** Text segment follows **

Tiqqar (Kabyle: Thiqqar, French: Les ruades) is a traditional Algerian martial art that originates from the region of Kabylia.

== Etymology ==
The origin of the word "Tiqqar" means "Mule Kick" (Ruades) or simply "Kick".

== History ==
Thiqqar is said to have been first practiced during the period of Ancient history during the Roman invasion of Africa and was transmitted over nearly 12 centuries. However its earliest mention is in an 1857 French painting titled "Beni Mellikeche Celebrating Tikar" by a certain Captain Japy that describes it as "Ritual fight involving two men squatting and kicking each other in front of a group of spectators." The practice continued being transmitted until the 1960s where it started to disappear.

=== Kidokan ===
In the 1990s, Tiqqar was revived under the name "Kidokan" systematized by Dr. Mohamed Hamed, an international expert and master. The modern discipline is now structured in 45 countries under the aegis of the International Kidokan Federation (IKF) which is presided by Mourad Rebihi. By 2008, the sport was actively organizing events in Kabylia. On March 19, 2008, the Kidokan section of Aomar held a sports event at the local cultural center, featuring exhibitions and combats with themes including kata, self-defense, tiquar jutsu, and kidoki. Sections from Lakhdaria and Haizer participated in the tournament, with over 60 athletes taking part. Sofiane Saâdaoui, a 27-year-old 4th dan black belt, was also present. Saâdaoui had begun his martial arts journey in 1986 with Shotokan karate before transitioning to Kidokan, obtaining his 1st kiy in 1997, a diploma and 2nd dan in Tunisia, and finally his Kidokan license in 2006. Kidokan seems particularly popular among citizens of Bouira Province.

== Rules and Techniques ==
Thiqqar is a team based game usually played by children and adolescents with variations between casual play and more formal competitions. According to the Kabyle scholar Boulifa, the game took place in summer and spring, with participants divided into two teams, players struck each other with direct kicks or trips, defending their teammates until one side grew tired and conceded by declaring "That's enough!". A 2016 first hand autobiographical account by Mohamed Haddad confirms that and expands on this description. Teams were organized homogeneously based on the size and morphology of players to ensure fairness. The two teams would face each other, and each participant struck their direct opponent using only their feet either with direct kicks or trips. Players also defended teammates in difficulty. The game continued until exhaustion, with the defeated side conceding by declaring "forfait" (forfeit). The same source recalls it as a "violent and painful" game. Sources differ on the seasonal context. While Boulifa places Tiqqar in spring and summer, other ethnographic accounts describe it as a winter activity for adolescent boys in enclosed spaces, where matches could last for hours and carried significant social stakes establishing or breaking a young man's reputation as a remarkable fighter or a poor player. These seasonal discrepancies may hint at regional variations across Kabylia or differences between children's casual play and more formal adolescent competitions held during village assemblies (tajmaât).

** End of Text segment **
** Entries supplied follows **

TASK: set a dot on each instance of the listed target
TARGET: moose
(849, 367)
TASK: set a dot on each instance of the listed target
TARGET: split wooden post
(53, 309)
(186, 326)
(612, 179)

** End of Entries supplied **

_Exercise prompt_
Please rewrite the passage on Tiqqar from "Tiqqar (Kabyle: Thiqqar, French: Les" up to and including "started to disappear.", swapping "painting" for "drawing".

_Task solution_
Tiqqar (Kabyle: Thiqqar, French: Les ruades) is a traditional Algerian martial art that originates from the region of Kabylia.

== Etymology ==
The origin of the word "Tiqqar" means "Mule Kick" (Ruades) or simply "Kick".

== History ==
Thiqqar is said to have been first practiced during the period of Ancient history during the Roman invasion of Africa and was transmitted over nearly 12 centuries. However its earliest mention is in an 1857 French drawing titled "Beni Mellikeche Celebrating Tikar" by a certain Captain Japy that describes it as "Ritual fight involving two men squatting and kicking each other in front of a group of spectators." The practice continued being transmitted until the 1960s where it started to disappear.